> **TÂCHE À RÉALISER**
Prolongez le texte sur la médecine à Shanghai en reprenant juste après sa dernière phrase.
━━━━━ PASSAGE À EXAMINER ━━━━━
Dans le domaine médical, la politique de la municipalité française change radicalement lors de la fondation du gouvernement nationaliste de Nanjing, qui exerce des pressions politiques sur les municipalités étrangères ; à l’indifférence succède l’autoritarisme : tout un arsenal réglementaire est déployé, très contraignant pour les médecins et pharmaciens chinois de médecine traditionnelle ; tandis que les médecins occidentaux et chinois de formation se conforment rapidement et facilement aux règlements de la municipalité française.

La médecine à Shanghai, alliant diverses traditions médicales, est à l’image de la pluralité ethnique de la ville. La médecine occidentale, en raison de sa reconnaissance officielle par les organisations internationales comme la SDN, et forte de sa position dominante dans les colonies, est considérée comme la seule médecine efficace par les pouvoirs politiques, et adoptée par le gouvernement nationaliste lors de la fondation du ministère de la Santé en 1928 au détriment de la médecine traditionnelle. Cependant, sous la pression des praticiens chinois qui ont fondé pour se défendre une association nationale, et en raison de l’impossibilité d’étendre à l’ensemble du pays la médecine scientifique, le gouvernement chinois doit abandonner son projet d’éradication de la médecine chinoise. Dans les années 30, les trois pouvoirs politiques de Shanghai agissent selon les principes de la médecine scientifique dans le domaine médical et sanitaire : vaccinations de masse sur l’ensemble de la ville, repris par les Japonais qui, formés à la médecine allemande, poursuivent l’œuvre des puissances occidentales.
━━━━━ ENTRÉES FOURNIES ━━━━━
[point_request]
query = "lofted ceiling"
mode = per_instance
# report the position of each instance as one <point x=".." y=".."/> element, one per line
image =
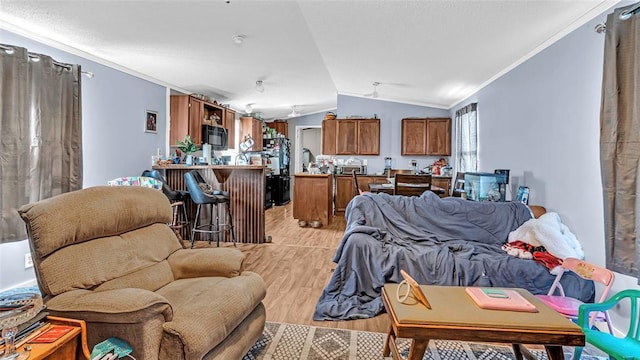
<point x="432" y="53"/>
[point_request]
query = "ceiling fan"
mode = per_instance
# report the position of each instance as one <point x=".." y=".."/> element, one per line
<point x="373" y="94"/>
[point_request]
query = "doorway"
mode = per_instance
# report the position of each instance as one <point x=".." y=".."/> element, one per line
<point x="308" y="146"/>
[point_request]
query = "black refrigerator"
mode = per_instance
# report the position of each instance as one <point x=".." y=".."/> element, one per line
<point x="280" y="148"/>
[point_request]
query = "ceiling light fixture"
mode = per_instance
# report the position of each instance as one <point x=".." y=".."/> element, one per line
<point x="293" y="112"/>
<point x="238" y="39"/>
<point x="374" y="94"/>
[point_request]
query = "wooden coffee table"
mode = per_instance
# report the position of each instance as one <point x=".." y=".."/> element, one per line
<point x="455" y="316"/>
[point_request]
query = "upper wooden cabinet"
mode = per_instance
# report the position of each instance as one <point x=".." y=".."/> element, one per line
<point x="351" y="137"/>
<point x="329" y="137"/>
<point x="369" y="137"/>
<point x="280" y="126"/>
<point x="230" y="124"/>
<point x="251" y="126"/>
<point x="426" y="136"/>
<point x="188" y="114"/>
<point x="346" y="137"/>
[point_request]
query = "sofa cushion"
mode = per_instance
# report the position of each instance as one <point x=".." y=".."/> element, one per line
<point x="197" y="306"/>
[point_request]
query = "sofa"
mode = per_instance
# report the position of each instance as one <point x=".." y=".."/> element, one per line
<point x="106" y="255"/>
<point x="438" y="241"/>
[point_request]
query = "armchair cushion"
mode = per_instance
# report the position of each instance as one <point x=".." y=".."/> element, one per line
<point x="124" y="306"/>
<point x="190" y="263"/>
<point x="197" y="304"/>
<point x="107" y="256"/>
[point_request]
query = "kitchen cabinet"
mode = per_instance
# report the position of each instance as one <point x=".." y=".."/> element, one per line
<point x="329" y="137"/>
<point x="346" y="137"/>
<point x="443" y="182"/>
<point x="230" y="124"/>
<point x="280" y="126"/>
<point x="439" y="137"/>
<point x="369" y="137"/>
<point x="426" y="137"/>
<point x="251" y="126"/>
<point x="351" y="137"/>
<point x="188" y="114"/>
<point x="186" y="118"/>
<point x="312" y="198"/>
━━━━━
> **RÉSULTAT DE LA TÂCHE**
Nous retraçons dans ce chapitre l’évolution de la médecine française à Shanghai : au départ, la municipalité française considère qu’il est nécessaire de dominer la scène médicale pour contrecarrer l’influence des autres nations occidentales, comme celle des États-Unis ou de l’Angleterre ; comme dans le domaine social, les projets envisagés sont mis en place tardivement et ne reçoivent pas les financements nécessaires. Puis, le service médical de la municipalité se modernise parallèlement à la croissance économique et à l’augmentation de la population locale, et profite de la présence des médecins français qui enseignent à l’Aurore ; la population française et les employés municipaux en sont les principaux bénéficiaires ; pour la population chinoise, accéder à ce confort suppose soit d’être très riche pour payer soins et hospitalisation, soit très pauvre pour répondre aux critères de sélection de la politique d’assistance publique qui donnent accès aux soins gratuits ; un homme chinois a d’ailleurs plus de chances de bénéficier de ce programme qu’une femme qui doit attendre 1941, date de construction du pavillon réservée aux indigentes chinoises à l’hôpital Sainte Marie.

La confrontation entre les deux médecines ne se manifeste pas que dans sa pratique : la médecine occidentale, clinicienne et de laboratoire, forte des avancées scientifiques de la fin du XIXème siècle, est enseignée dans les sept facultés médicales fondées à Shanghai qui enregistrent une énorme concentration de diplômes obtenus par des médecins de formation occidentale ; certains sont attirés par la prospérité des concessions, propice à l’ouverture d’un cabinet privé, et par le cadre privilégié qu’offre la présence de laboratoires étrangers et chinois. Familiarisés avec la culture occidentale, ils peuvent apprécier le gouvernement étranger, la médecine apparaissant alors comme un instrument au service du pouvoir et assurant sa légitimité. Cet aspect politique a prédominé dans la perception des communistes et, avec la forte concurrence entre les professionnels de la santé, le changement de régime de 1950 a sonné le glas des personnes formées auprès des Occidentaux qui ne se sont pas exilées.